* **Task to complete**:
Give the entries again, precisely as they were written.
---------- Exercise materials
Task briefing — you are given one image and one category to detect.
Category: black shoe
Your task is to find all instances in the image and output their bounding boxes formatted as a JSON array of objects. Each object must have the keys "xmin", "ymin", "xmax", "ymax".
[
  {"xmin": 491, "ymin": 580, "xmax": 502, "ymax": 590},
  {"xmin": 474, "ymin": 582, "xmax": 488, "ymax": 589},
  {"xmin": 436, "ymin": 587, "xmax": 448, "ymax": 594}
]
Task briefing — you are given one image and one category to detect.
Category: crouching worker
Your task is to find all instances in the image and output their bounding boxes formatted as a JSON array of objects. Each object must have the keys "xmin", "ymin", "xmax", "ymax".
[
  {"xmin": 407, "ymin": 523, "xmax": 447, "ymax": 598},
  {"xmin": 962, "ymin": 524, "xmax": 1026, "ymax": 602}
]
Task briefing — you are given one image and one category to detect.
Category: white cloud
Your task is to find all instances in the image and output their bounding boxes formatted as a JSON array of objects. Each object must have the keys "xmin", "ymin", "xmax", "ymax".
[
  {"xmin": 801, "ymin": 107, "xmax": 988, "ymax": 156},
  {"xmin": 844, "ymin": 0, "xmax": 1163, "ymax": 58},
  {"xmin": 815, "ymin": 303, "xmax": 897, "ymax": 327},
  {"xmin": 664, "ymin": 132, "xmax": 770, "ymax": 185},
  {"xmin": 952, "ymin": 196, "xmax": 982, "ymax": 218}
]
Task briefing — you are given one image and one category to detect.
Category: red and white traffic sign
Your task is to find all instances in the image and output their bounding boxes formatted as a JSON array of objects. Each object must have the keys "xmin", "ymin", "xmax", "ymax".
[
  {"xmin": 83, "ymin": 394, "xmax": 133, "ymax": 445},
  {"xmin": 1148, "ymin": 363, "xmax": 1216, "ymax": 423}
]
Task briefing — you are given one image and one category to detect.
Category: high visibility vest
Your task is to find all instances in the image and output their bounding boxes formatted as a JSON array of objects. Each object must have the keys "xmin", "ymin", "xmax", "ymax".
--------------------
* **Answer for this exercise**:
Task briefing — you are given one image and one category to detect.
Category: black shoe
Your task is to find all instances in the image and output their bounding boxes formatted as a JSON array of objects. Each object must have the keys "xmin", "ymin", "xmax", "ymax".
[
  {"xmin": 491, "ymin": 580, "xmax": 502, "ymax": 590},
  {"xmin": 474, "ymin": 582, "xmax": 488, "ymax": 589},
  {"xmin": 436, "ymin": 587, "xmax": 448, "ymax": 594}
]
Task briefing — you are given one image and one category to detect.
Category: crouching worker
Your task is to find all instances in the image and output their bounding boxes formatted as a JSON array of objects. Each object must have the keys "xmin", "ymin", "xmax", "ymax".
[
  {"xmin": 407, "ymin": 523, "xmax": 447, "ymax": 598},
  {"xmin": 962, "ymin": 524, "xmax": 1026, "ymax": 602}
]
Task briefing — you are given one image and one category to detect.
Category: white cloud
Your task is to find all instances in the image and output their bounding boxes formatted as a JSON array of objects. Each object must have the keys "xmin", "ymin", "xmax", "ymax".
[
  {"xmin": 801, "ymin": 107, "xmax": 988, "ymax": 156},
  {"xmin": 844, "ymin": 0, "xmax": 1163, "ymax": 58},
  {"xmin": 815, "ymin": 303, "xmax": 897, "ymax": 327},
  {"xmin": 664, "ymin": 132, "xmax": 770, "ymax": 185},
  {"xmin": 952, "ymin": 196, "xmax": 982, "ymax": 218}
]
Task briefing — you are given one image and one category to detect.
Category: red and white traffic sign
Your task is to find all instances in the image and output their bounding boxes formatted as a JSON array of objects. Each object must have the keys "xmin", "ymin", "xmax", "ymax".
[
  {"xmin": 83, "ymin": 394, "xmax": 133, "ymax": 445},
  {"xmin": 1148, "ymin": 363, "xmax": 1216, "ymax": 423}
]
Task briefing — you are given one image and one category to detect.
Category: high visibility vest
Your task is to find all instances in the image and output their bounding boxes formatted as a JSON array of objects. Each object must have the keys "xmin", "ymin", "xmax", "ymax".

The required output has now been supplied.